* [Goal of the exercise]:
Please list every line in the records below that contains the word "window". Case counts, so match capital and lowercase letters exactly.
** Start Material for this task **
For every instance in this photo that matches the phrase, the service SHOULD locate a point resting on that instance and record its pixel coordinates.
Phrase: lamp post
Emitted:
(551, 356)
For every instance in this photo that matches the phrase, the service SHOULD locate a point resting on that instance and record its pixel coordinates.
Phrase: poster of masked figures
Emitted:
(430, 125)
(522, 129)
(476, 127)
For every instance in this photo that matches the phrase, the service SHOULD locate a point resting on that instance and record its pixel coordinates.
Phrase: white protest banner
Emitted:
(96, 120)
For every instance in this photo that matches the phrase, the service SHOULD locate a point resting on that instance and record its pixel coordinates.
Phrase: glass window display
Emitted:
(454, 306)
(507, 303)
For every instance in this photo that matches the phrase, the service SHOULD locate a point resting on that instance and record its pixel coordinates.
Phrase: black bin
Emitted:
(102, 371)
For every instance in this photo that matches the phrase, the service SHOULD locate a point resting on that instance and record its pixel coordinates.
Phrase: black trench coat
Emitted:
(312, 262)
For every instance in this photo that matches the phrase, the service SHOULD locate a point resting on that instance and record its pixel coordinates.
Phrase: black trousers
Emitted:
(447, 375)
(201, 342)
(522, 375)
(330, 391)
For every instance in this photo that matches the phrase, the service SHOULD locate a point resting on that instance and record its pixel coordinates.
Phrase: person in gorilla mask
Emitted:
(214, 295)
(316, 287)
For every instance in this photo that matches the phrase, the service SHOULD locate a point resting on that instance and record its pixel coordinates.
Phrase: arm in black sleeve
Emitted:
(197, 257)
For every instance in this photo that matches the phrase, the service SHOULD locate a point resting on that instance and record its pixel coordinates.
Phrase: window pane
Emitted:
** End Material for this task **
* [The reply]:
Phrase: glass window display
Phrase: window pane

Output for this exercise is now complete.